Exercise – Return every one of the records below word for word, with no changes.
:::
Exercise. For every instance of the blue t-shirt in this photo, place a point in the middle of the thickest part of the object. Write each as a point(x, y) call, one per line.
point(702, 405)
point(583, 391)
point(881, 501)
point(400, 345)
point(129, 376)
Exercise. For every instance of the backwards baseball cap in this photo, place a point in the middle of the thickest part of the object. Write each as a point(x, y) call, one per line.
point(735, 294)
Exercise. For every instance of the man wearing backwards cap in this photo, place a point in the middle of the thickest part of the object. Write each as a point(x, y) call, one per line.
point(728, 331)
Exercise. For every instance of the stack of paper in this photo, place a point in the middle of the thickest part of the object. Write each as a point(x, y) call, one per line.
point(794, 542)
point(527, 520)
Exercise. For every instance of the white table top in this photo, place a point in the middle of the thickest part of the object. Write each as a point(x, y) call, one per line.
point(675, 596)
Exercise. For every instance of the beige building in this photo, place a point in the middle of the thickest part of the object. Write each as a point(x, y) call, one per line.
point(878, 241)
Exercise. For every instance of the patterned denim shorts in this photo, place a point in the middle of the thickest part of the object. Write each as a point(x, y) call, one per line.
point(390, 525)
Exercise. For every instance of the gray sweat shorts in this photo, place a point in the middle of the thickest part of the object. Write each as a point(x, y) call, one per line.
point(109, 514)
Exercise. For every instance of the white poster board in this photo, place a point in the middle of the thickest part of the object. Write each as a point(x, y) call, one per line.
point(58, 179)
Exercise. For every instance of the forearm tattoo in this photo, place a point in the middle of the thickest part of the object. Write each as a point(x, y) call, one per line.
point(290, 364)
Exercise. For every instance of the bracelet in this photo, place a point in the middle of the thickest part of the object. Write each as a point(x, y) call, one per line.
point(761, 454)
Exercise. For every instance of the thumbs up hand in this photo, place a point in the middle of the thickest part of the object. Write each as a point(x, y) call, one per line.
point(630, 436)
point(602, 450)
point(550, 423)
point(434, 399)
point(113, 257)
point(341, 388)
:::
Result of the exercise –
Exercise. For every instance of the blue t-shirt in this photo, place a point in the middle of the thickest part of the object. Write each as a point(x, y) call, one per line.
point(702, 405)
point(583, 391)
point(881, 501)
point(400, 345)
point(129, 376)
Exercise. For every instance of the backwards baseball cap in this photo, place a point in the middle of the thickest part of the object. Write each as a point(x, y) call, one per line.
point(735, 294)
Exercise. For every instance of the man wearing backwards cap in this photo, place a point in the middle of the thickest part of the object. Write each as a point(x, y) call, one per line.
point(728, 331)
Exercise. For every instance of the stack of paper in this photo, place a point in the middle of the thickest part of the object. Write each as a point(x, y) call, one per line.
point(794, 542)
point(527, 520)
Exercise. For every instance of the white table top in this photo, place a point in the middle of the thickest part of the object. Write each as a point(x, y) call, one per line.
point(675, 596)
Exercise. For every instance of the beige building in this photo, place a point in the middle of the thickest part of the object. Write each as a point(x, y) call, one per line.
point(878, 241)
Exercise. For every instance of the patterned denim shorts in this photo, place a point in the middle of the thickest part of the object. Write each as a point(x, y) call, one per line.
point(390, 525)
Exercise. For every instance of the gray sweat shorts in this photo, place a point in the middle of the thickest part of the object. Write each as a point(x, y) call, one per line.
point(109, 514)
Exercise. For every instance of the white poster board in this photo, place a point in the middle of the thickest part of the object. Write each as a point(x, y) call, one per line.
point(58, 179)
Exercise. For every instance of the forearm tattoo in this photo, place a point in the middle of the thickest part of the object. Write each as a point(x, y) call, one per line.
point(290, 364)
Exercise. For every instance of the bracelet in this photo, place a point in the middle of the thickest part of the object. Write each as a point(x, y) call, one per line.
point(761, 454)
Exercise. For every instance of the thumbs up hand in this photo, place a point in the middle of the thickest part of the object. Write each as a point(x, y) call, one per line.
point(630, 436)
point(602, 450)
point(550, 423)
point(434, 399)
point(113, 257)
point(341, 388)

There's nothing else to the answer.